What is being asked: Repeat, word for word, the passage of the FLIP-57 vote thread that begins at "Re: [VOTE] FLIP-57: Rework" and stops after "Thanks everyone!".

Re: [VOTE] FLIP-57: Rework FunctionCatalog

bowen.li
I'm glad to announce that the community has accepted the design of FLIP-57,
and we are moving forward to implementing it.

Thanks everyone!

On Wed, Oct 2, 2019 at 11:01 AM Bowen Li <[hidden email]> wrote:

> Introducing a new term "path" to APIs like
> "getShortPath(Identifier)/getLongPath(Identifier)" would be confusing to
> users, thus I feel "getSimpleName/getIdentifier" is fine.
>
> To summarize the discussion result.
>
>    - categorize functions into 2 dimensions - system v.s. catalog,
>    non-temp v.s. temp - and that give us 4 combinations
>    - definition of FunctionIdentifier
>
>                      @PublicEvolving
>
> Class FunctionIdentifier {
>
>     String name;
>
>     ObjectIdentifier oi;
>
>         // for temporary/non-temporary system function
>     public FunctionIdentifier of(String name) {  }
>     // for temporary/non-temporary catalog function
>     public FunctionIdentifier of(ObjectIdentifier identifier) {  }
>
>
>     Optional<ObjectIdentifier> getIdentifier() {}
>
>     Optional<String> getSimpleName() {}
>
> }
>
>
> I've updated them to FLIP wiki. Please take a final look. I'll close the
> voting if there's no other concern raised within 24 hours.
>
> Cheers
>
> On Wed, Oct 2, 2019 at 4:54 AM Dawid Wysakowicz <[hidden email]>
> wrote:
>
>> Hi,
>>
>> I very much agree with Xuefu's summary of the two points, especially on
>> the "functionIdentifier doesn't need to reflect the categories".
>>
>> For the factory methods I think methods of should be enough:
>>
>>   // for temporary/non-temporary system function
>>     public FunctionIdentifier of(String name) {  }
>>   // for temporary/non-temporary catalog function
>>     public FunctionIdentifier of(ObjectIdentifier identifier){  }
>>
>> In case of the getters I did not like the method name `getName` in the
>> original proposal, as in my opinion it could imply that it can return
>> also just the name part of an ObjectIdentifier, which should not be the
>> case.
>>
>> I'm fine with getSimpleName/getIdentifier, but want to throw in few
>> other suggestions:
>>
>> * getShortPath(Identifier)/getLongPath(Identifier),
>>
>> * getSystemPath(Identifier)/getCatalogPath(Identifier)
>>
>> +1 to any of the 3 options.
>>
>> One additional thing the FunctionIdentifier should be a PublicEvolving
>> class, as it is part of a PublicEvolving APIs e.g. CallExpression, which
>> user might need to access e.g. in a filter pushdown.

Data lines:

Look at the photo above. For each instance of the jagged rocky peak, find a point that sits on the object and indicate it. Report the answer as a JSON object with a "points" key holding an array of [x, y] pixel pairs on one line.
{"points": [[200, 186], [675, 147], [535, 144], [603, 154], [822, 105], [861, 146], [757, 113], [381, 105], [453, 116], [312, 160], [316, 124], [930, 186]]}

Answer to the task:
Re: [VOTE] FLIP-57: Rework FunctionCatalog

bowen.li
I'm glad to announce that the community has accepted the design of FLIP-57,
and we are moving forward to implementing it.

Thanks everyone!